─── TRECHO DO DOCUMENTO ───
Se porventura detectado o transcurso do prazo quinquenal para a exigibilidade do crédito fiscal, a todos os partícipes do ICCP cumpre alertar a ocorrência desse óbice, mormente se omisso o administrador judicial.

Verificada a prescrição do crédito fiscal no ICCP e, silente o administrador judicial, este deve ser concitado a veicular essa prejudicial na execução fiscal ajuizada paralelamente; a alegação é de ser formulada perante o juízo da execução porque afastada a competência do juízo da insolvência nesse particular [12].

Como a defesa da massa falida é atribuição do administrador judicial (artigo 22, inciso III da Lei nº 11.101/2005), constatada a ocorrência de prescrição do crédito fiscal, recomendável seja instado no âmbito do ICCP a atuar perante o juízo da execução fiscal e, nessa seara, manifestar-se para ver reconhecida a prescrição da exação reivindicada.

A provocação para a atuação do administrador judicial nas execuções fica patente quando os créditos exigidos no ICCP pertencem à União. Nas execuções fiscais federais não há participação do órgão do Ministério Público oficiante na insolvência — sem atribuição perante a Justiça Federal — tampouco do falido e demais credores; somente o auxiliar do juízo tem legitimidade para alegar a prescrição no juízo em que tramita a execução do crédito fiscal.
─── CONTEÚDO DOS DADOS ───
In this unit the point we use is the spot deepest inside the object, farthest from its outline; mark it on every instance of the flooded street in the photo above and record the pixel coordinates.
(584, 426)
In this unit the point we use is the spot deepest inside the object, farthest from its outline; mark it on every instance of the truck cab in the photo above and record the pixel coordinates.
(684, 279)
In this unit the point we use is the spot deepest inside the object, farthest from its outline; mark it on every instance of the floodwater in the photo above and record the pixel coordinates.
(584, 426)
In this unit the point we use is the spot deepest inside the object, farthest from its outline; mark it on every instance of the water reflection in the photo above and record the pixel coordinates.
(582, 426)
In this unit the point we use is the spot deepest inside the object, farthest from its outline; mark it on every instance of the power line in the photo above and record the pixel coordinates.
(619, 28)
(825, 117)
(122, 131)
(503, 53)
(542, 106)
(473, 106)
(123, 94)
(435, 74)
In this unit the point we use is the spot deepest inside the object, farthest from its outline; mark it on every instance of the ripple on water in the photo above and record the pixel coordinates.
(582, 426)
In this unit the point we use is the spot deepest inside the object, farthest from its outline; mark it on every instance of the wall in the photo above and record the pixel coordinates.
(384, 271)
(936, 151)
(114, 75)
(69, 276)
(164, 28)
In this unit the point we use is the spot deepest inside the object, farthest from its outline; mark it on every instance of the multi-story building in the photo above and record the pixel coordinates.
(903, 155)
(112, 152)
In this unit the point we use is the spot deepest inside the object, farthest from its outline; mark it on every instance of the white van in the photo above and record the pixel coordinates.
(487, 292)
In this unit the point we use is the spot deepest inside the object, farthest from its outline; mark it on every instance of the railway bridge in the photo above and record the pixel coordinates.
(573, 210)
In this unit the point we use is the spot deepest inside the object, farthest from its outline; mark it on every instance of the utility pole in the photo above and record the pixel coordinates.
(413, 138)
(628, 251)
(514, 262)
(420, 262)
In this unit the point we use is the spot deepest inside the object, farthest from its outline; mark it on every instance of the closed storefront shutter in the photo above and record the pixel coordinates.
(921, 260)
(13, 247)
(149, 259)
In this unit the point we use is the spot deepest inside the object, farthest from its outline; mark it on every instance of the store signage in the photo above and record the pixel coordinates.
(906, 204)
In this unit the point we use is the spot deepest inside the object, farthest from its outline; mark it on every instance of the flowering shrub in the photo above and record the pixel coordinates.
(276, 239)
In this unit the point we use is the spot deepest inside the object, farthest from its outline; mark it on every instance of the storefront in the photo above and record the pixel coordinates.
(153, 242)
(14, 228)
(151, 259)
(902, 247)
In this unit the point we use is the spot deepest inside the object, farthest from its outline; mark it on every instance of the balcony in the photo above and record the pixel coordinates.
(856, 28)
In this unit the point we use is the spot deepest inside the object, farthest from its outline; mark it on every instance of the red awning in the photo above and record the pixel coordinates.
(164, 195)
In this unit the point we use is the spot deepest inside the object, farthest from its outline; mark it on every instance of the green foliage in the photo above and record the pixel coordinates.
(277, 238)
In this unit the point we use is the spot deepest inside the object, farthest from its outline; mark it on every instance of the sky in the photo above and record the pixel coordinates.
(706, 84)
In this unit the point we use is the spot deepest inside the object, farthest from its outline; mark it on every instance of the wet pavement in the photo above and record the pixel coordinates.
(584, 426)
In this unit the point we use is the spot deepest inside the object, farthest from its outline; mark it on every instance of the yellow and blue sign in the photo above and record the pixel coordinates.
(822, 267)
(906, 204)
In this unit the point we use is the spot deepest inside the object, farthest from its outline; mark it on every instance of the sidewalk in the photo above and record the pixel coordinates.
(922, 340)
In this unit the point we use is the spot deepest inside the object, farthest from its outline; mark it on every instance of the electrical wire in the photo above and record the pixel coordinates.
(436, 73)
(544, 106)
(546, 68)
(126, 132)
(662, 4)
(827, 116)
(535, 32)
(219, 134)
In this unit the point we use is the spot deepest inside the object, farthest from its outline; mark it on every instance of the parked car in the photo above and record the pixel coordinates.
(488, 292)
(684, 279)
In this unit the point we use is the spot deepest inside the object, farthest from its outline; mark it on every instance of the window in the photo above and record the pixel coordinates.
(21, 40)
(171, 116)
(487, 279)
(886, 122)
───
Dê sequência ao texto sobre a prescrição do crédito fiscal no ICCP, começando logo após a última frase apresentada.

### RESULTADO DO EXERCÍCIO
E mesmo que a discussão sobre a ocorrência de prescrição não se desenvolva no bojo do ICCP, seu eventual reconhecimento no juízo da execução projeta efeitos para o ICCP que, por sua vez, está atrelado ao processo de insolvência; pela via reflexa evita-se a tramitação em vão do aludido incidente, sem contar o ingresso de crédito insubsistente no concurso falimentar.

Referido mecanismo revela-se útil para o resguardo dos ativos da massa a impedir seu indevido desfalque. Também, serve para acelerar a resolução desse incidente periférico, conquanto da própria falência.

Deste modo, ainda que um tanto prosaicos esses instrumentos, se postulados com razoabilidade e precisão, podem contribuir para acelerar a resolução dos processos de insolvência, além de poupar trabalho desnecessário da tão sobrecarregada máquina judiciária.